[TEXT TO READ]
To ensure the calculation uses as little resources as possible and to achieve high frame rates there are two methods how to handle the data. Here we explain the most important configurations and the usage of the software features.

If only one of the polarization formats (AOP, DOLP or ADOLP) is needed for an application it is best to use a single-part image object. The single-part image object contains exactly one image.

[SET OF TASKS]
**A)** List every polarization format that the text on polarization data handling names.
**B)** Carry on the text on polarization data handling, picking up right after its last sentence.

[MATERIAL PROVIDED]

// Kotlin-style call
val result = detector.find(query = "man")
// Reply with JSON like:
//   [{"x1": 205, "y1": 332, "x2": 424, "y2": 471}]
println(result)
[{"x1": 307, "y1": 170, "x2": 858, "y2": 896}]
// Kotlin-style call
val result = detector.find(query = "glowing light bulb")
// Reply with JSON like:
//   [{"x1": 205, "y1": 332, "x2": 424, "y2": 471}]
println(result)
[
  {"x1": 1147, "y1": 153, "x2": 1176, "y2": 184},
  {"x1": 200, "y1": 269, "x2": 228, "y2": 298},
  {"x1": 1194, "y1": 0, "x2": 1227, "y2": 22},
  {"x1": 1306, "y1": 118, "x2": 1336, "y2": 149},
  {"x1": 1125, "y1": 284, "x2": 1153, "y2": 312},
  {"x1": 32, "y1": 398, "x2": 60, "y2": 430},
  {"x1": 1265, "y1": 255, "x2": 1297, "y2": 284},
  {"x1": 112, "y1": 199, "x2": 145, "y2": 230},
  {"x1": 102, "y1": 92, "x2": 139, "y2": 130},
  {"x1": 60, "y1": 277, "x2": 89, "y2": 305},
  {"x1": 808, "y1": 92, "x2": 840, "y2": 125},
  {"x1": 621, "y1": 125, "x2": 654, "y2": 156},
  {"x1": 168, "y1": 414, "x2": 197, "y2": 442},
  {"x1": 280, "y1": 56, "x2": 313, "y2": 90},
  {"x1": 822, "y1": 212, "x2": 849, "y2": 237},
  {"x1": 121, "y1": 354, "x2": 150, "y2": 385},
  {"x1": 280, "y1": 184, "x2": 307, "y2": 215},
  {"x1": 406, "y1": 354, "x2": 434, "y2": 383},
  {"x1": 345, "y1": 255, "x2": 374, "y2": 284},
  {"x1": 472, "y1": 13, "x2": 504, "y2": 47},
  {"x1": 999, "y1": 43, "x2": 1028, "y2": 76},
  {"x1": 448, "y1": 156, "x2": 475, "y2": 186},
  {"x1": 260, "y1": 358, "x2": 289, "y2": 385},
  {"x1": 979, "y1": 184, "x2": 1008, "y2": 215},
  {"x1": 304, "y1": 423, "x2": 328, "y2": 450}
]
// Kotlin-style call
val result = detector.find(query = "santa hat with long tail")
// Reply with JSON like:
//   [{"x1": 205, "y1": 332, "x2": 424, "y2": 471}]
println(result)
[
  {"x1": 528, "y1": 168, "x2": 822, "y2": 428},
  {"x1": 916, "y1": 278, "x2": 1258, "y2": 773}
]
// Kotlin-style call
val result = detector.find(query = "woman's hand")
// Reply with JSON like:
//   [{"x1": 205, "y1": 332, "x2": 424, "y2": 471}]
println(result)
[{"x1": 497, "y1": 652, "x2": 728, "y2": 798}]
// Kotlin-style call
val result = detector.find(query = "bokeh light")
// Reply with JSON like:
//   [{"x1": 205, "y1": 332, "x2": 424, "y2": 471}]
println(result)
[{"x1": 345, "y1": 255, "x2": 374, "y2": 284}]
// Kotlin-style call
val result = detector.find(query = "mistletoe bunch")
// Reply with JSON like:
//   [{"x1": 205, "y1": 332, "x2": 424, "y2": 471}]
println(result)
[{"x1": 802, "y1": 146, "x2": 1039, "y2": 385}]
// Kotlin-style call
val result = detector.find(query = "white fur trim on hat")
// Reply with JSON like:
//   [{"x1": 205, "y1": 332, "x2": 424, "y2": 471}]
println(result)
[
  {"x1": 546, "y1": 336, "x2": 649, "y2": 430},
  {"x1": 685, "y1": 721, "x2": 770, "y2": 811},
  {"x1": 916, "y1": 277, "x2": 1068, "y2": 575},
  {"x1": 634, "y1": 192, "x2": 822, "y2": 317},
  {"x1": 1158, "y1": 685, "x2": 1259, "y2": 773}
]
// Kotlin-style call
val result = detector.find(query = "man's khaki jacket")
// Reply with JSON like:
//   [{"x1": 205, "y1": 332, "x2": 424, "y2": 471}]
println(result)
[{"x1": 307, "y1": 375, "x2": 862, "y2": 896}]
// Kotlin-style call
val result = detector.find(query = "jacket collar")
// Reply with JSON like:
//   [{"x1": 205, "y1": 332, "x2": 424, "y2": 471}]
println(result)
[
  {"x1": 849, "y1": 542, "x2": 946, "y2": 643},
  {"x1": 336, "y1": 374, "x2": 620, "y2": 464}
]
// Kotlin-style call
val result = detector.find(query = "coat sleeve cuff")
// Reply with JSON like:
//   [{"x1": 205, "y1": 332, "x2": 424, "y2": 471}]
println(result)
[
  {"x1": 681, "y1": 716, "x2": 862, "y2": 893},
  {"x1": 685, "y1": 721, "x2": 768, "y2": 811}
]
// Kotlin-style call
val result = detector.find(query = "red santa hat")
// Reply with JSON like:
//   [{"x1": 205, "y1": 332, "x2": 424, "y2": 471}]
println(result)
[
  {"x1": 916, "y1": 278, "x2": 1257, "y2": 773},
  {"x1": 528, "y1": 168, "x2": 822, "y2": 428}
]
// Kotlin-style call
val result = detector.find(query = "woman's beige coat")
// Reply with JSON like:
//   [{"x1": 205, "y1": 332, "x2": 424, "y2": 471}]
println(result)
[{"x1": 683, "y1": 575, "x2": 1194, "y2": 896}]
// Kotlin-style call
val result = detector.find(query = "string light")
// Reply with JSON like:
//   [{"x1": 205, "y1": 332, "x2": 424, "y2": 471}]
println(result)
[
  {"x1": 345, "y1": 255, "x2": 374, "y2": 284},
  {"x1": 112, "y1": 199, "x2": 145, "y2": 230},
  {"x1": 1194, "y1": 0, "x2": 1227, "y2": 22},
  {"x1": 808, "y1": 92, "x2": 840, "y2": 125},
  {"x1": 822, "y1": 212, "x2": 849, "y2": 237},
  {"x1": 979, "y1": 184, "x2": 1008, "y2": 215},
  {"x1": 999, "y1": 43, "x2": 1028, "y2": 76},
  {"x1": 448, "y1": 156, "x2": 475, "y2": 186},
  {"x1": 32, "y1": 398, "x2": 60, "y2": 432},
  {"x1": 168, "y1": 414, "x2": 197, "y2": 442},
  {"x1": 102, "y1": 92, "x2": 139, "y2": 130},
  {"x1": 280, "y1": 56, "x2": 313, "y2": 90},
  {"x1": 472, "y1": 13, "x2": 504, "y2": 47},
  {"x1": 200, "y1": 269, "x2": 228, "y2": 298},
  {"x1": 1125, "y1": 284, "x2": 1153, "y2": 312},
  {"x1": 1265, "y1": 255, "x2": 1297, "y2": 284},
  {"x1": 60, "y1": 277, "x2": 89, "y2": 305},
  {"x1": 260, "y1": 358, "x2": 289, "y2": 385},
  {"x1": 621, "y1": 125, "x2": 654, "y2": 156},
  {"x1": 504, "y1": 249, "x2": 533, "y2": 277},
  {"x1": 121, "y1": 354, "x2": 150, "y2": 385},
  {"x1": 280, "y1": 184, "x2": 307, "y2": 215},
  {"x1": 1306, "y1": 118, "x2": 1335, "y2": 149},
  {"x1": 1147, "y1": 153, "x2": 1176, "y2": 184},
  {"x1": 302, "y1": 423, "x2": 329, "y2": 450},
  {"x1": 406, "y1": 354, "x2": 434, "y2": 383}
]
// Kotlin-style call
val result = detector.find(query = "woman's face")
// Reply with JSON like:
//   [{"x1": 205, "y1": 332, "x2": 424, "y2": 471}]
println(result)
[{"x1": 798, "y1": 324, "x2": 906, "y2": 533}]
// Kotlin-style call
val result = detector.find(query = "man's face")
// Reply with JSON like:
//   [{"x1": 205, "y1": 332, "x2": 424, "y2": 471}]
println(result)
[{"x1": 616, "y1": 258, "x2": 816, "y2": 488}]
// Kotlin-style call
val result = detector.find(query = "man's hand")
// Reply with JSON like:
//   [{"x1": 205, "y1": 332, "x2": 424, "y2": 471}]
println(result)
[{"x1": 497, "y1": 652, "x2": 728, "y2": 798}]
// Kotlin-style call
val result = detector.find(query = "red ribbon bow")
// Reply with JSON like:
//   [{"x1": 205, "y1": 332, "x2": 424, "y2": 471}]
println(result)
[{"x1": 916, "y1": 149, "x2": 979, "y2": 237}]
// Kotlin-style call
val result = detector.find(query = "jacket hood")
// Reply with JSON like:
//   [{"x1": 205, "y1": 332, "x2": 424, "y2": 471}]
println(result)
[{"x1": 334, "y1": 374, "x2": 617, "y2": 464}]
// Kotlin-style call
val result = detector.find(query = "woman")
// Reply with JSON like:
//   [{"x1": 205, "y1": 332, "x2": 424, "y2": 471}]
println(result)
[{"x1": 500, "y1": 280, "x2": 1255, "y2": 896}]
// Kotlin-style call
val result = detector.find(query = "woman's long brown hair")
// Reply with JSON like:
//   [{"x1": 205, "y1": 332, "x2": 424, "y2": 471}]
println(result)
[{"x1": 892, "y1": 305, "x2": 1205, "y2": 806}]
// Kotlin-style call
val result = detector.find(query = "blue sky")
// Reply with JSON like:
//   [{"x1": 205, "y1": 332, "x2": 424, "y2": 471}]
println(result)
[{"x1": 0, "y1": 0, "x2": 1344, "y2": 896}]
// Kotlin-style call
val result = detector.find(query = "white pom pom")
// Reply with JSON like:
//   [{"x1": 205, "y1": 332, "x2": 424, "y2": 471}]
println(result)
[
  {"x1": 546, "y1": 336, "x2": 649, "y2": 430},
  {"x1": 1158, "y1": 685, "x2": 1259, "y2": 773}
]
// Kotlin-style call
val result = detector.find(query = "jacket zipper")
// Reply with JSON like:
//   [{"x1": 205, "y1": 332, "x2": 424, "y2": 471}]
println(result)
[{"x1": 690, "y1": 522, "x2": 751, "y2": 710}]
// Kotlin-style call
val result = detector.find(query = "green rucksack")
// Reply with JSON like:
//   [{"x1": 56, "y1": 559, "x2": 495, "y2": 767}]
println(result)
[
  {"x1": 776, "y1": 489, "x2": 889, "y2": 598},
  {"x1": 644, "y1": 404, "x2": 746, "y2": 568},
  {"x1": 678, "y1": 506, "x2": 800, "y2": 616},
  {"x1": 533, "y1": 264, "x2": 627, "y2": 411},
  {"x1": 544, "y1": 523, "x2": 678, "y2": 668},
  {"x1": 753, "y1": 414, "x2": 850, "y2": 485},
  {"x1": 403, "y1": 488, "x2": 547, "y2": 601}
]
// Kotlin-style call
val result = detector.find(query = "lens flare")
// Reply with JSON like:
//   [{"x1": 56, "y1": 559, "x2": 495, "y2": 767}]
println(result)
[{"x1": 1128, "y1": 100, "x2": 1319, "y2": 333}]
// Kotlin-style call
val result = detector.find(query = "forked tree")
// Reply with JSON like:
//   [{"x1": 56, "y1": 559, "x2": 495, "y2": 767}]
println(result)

[THE RESPONSES]
**A)** AOP, DOLP, ADOLP

**B)**
    // Acquire an image to a buffer
BGAPI2::Buffer* pBufferFilled = pDataStream->GetFilledBuffer(1000);
bo_uint width = static_cast<bo_uint>(pBufferFilled->GetWidth());
bo_uint height = static_cast<bo_uint>(pBufferFilled->GetHeight());
void* pImageData = pBufferFilled->GetMemPtr();
bo_uint64 imageDataSize = pBufferFilled->GetMemSize();

// Create an Image object using the ImageProcessor
pImageProcessor = new BGAPI2::ImageProcessor();
pImage = pImageProcessor->CreateImage(bufferWidth, bufferHeight, "BaumerPolarized8", pImageData, imageDataSize);
// or
pImage->Init(bufferWidth, bufferHeight, "BaumerPolarized8", pImageData, imageDataSize);

// Enable all polarized formats (AOP, DOLP, ADOLP, Intensity)
BGAPI2::Node* pCompSelector = pImage->GetNode("ComponentSelector");
BGAPI2::NodeMap*pComponents = pCompSelector->GetEnumNodeList();
for (bo_uint64 i = 0; i < pComponents->GetNodeCount(); i++)
{
pCompSelector->SetInt(i);
pImage->GetNode("ComponentEnable")->SetBool( true );
}

// Calculate all the polarization formats from the raw image to a multi-part Image object.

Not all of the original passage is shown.